TEXT:
= Beginning of Section =

Devotees of le Carre, who died last month, will spot the parallels: his Drummer Girl was an idealistic Left-wing actress who was ‘not the prettiest of girls, although her sexuality shone through, as did her incurable good will’.
Cornwell did not work for the next 15 months and was so upset by what happened that she barely spoke of it again — but had to endure endless references to her bottom and its size ever after.
It was TV that really put Cornwell on the map, and in particular the ground-breaking 1976 series Rock Follies, in which she played a member of fictional rock group, Little Ladies, alongside Rula Lenska and Julie Covington.
The show was a massive success both here and in the U.S. while the soundtrack album, on which Charlotte sang, reached number one in the UK charts.
But she loathed her newfound fame, and was often described as ‘awkward’, ‘aggressive’ or ‘difficult’ as she battled self-loathing and depression.
She abandoned the hoopla of TV to return to the stage — joining the RSC to work with director Trevor Nunn playing Rosalind in his 1978 production of As You Like it and, two years later, Shelley Maze in O’Keeffe’s Bastard Angel.
When, in 1985, the play was adapted for TV, as No Excuses, she jumped at the chance to play Shelley again, describing her as ‘a woman reaching a midlife crisis when all the skeletons come out of her cupboard’.
It certainly precipitated a crisis for Charlotte — unwelcome publicity, crippling legal bills, the loss of the home she shared with her beloved daughter, Nancy, and a total breakdown in her late 30s — not that she regretted any of it.
‘If you can stand ahead of yourself and see what was going to happen, you wouldn’t even cross the road,’ she said.
‘I’m glad I did it, even though it turned into a nightmare.’
Perhaps in a strange way, that legal nightmare did help bring things to a head for her.
It took her five years of therapy to come to terms with the root of all her problems — her relationship with her father — but she found a certain peace.
Anxiety and eating disorders cast a shadow over Charlotte’s youth, and half-brother David became her father figure. It was he who encouraged her to go into acting. Pictured: Rock Follies, from left to right, Julie Covington, Charlotte Cornwell, Rula Lenska.
Understandably twitchy about matrimony — ‘my mother was married before she met my father, my three brothers have all been married twice and my father was married three times’, she once said — she never tied the knot with Nancy’s father, actor Kenneth Cranham, but they remained great friends after their split.
After teaching for 12 years at the University of South California School of Dramatic Arts, Charlotte returned to Britain in 2012 and, following a 33-year break, rejoined the RSC to play Gertude in Hamlet.
She retired to Exmoor, where she dedicated herself to campaigning on animal and ecological concerns, sharing her home with a menagerie of cats, dogs and reptiles.
Throughout her life, she could never understand why Nina Myskow had been so vicious in that review.
‘The article I sued over wasn’t funny. I was shocked and appalled by it. All the headlines picked up on, at the time, was the reference to my bum, but that was the least offensive part of it,’ she said.
As for Myskow, she still insists it wasn’t personal.
‘I don’t regret writing it because that was my opinion. But I do regret what it brought,’ she says. ‘I take no pleasure in the fact she lost her house. It might have been fairer if she’d been awarded a smaller sum and had her costs paid.’

= End of Section =

INPUT DATA:
= Beginning of Section =

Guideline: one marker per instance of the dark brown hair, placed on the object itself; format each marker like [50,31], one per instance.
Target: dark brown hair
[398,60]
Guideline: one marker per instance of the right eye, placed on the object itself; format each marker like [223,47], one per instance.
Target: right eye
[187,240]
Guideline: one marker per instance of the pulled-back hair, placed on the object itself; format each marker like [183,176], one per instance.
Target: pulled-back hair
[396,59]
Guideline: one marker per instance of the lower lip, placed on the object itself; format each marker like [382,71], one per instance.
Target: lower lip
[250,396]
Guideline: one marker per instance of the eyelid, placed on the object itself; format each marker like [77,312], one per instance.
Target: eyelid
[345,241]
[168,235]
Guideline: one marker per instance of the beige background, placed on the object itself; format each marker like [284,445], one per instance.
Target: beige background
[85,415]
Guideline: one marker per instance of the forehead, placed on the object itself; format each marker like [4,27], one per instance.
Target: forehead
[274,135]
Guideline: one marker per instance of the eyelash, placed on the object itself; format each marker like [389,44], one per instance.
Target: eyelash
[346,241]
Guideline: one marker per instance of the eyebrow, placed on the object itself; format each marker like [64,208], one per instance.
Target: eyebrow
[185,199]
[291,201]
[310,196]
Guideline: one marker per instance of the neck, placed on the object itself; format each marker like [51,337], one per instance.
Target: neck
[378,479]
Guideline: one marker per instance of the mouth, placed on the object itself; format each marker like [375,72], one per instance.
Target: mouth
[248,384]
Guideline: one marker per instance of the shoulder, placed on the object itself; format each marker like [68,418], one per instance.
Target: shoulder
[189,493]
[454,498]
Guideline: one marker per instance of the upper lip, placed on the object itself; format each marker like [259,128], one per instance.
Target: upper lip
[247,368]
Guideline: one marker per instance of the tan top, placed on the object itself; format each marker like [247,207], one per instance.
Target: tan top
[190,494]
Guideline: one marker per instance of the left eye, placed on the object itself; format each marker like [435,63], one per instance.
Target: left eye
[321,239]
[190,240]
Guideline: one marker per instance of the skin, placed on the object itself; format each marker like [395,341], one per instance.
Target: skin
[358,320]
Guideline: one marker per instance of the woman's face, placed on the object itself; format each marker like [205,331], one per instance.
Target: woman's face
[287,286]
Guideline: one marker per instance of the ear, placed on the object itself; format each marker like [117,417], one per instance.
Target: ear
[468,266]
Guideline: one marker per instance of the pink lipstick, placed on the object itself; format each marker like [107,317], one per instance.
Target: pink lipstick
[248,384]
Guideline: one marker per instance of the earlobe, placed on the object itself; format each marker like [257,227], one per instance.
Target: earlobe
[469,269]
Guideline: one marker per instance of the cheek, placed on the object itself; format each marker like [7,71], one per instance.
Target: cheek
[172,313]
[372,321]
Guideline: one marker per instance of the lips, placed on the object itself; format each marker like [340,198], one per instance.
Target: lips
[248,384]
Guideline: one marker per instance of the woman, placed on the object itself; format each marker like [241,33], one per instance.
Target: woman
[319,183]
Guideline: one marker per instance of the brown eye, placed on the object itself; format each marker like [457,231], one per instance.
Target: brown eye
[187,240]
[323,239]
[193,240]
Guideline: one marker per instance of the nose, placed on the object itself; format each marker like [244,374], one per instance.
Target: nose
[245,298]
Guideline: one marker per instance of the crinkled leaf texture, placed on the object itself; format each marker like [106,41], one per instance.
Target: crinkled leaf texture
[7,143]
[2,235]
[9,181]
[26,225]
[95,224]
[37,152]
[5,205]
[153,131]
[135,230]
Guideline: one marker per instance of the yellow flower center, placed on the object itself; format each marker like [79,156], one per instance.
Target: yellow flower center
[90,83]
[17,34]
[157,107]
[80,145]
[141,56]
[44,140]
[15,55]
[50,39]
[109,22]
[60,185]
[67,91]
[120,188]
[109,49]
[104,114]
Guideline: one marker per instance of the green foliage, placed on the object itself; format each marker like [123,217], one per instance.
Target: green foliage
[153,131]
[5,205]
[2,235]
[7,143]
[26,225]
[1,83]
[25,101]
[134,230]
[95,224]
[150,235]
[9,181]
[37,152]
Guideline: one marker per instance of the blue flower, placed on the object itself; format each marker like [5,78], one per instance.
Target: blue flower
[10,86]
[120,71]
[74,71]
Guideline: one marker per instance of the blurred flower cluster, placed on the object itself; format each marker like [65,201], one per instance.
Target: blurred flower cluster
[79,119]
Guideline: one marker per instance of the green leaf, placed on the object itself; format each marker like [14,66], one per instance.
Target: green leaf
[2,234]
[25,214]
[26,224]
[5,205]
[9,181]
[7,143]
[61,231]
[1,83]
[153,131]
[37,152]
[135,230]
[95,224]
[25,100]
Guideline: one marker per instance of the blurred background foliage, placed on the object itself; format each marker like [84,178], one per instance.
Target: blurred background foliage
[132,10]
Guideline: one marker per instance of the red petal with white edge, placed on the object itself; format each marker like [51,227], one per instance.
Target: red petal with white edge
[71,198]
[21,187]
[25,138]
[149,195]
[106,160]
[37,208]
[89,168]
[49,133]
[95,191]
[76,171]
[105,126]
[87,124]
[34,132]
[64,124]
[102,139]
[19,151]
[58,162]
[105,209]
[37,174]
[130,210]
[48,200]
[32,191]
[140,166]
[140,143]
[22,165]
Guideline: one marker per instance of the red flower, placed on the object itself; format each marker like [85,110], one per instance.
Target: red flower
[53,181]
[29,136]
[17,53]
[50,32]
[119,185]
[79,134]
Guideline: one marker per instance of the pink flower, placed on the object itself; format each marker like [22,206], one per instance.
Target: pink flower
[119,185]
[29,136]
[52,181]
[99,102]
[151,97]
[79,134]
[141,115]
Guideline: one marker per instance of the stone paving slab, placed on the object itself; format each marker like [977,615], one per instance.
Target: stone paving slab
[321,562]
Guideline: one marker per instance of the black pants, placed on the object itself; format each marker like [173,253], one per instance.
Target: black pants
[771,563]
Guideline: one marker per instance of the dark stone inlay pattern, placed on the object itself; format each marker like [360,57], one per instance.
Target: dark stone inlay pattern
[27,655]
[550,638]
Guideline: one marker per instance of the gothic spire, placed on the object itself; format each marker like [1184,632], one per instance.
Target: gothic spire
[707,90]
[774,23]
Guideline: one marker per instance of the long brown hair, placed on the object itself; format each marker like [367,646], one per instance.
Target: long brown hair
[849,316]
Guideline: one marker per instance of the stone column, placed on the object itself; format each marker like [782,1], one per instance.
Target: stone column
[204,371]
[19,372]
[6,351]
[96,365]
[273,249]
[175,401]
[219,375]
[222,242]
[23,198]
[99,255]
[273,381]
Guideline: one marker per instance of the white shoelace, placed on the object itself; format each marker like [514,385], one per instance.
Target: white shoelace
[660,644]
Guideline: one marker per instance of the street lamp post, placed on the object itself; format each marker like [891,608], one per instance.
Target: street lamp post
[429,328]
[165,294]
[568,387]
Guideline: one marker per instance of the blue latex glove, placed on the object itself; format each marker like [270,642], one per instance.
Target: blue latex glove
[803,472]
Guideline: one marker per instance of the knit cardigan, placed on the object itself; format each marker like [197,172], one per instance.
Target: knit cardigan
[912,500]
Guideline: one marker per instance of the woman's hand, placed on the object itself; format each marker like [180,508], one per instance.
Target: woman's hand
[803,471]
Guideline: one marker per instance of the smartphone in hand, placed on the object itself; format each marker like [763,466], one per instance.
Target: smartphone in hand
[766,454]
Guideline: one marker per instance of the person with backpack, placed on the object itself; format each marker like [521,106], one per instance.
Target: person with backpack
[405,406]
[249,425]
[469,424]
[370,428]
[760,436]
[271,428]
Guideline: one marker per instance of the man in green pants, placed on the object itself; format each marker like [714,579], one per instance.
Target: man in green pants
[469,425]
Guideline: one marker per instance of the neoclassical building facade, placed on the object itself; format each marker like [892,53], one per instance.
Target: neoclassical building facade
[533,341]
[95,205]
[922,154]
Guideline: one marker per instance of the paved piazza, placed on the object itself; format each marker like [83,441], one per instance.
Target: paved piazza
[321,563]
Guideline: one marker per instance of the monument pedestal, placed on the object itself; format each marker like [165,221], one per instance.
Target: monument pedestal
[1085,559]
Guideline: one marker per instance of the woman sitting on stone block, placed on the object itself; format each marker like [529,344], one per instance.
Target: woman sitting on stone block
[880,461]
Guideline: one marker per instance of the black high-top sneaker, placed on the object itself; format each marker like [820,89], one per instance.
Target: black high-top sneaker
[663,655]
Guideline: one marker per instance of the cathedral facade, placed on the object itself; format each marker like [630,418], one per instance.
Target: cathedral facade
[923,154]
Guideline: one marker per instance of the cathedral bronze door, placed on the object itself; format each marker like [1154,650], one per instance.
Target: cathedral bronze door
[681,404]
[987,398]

= End of Section =

WHAT NEEDS TO BE DONE:
Quote the passage on Charlotte Cornwell verbatim from "When, in 1985, the" up to and including "a certain peace.". The items come from a different source than the passage on Charlotte Cornwell.

RESPONSE TO THE TASK:
When, in 1985, the play was adapted for TV, as No Excuses, she jumped at the chance to play Shelley again, describing her as ‘a woman reaching a midlife crisis when all the skeletons come out of her cupboard’.
It certainly precipitated a crisis for Charlotte — unwelcome publicity, crippling legal bills, the loss of the home she shared with her beloved daughter, Nancy, and a total breakdown in her late 30s — not that she regretted any of it.
‘If you can stand ahead of yourself and see what was going to happen, you wouldn’t even cross the road,’ she said.
‘I’m glad I did it, even though it turned into a nightmare.’
Perhaps in a strange way, that legal nightmare did help bring things to a head for her.
It took her five years of therapy to come to terms with the root of all her problems — her relationship with her father — but she found a certain peace.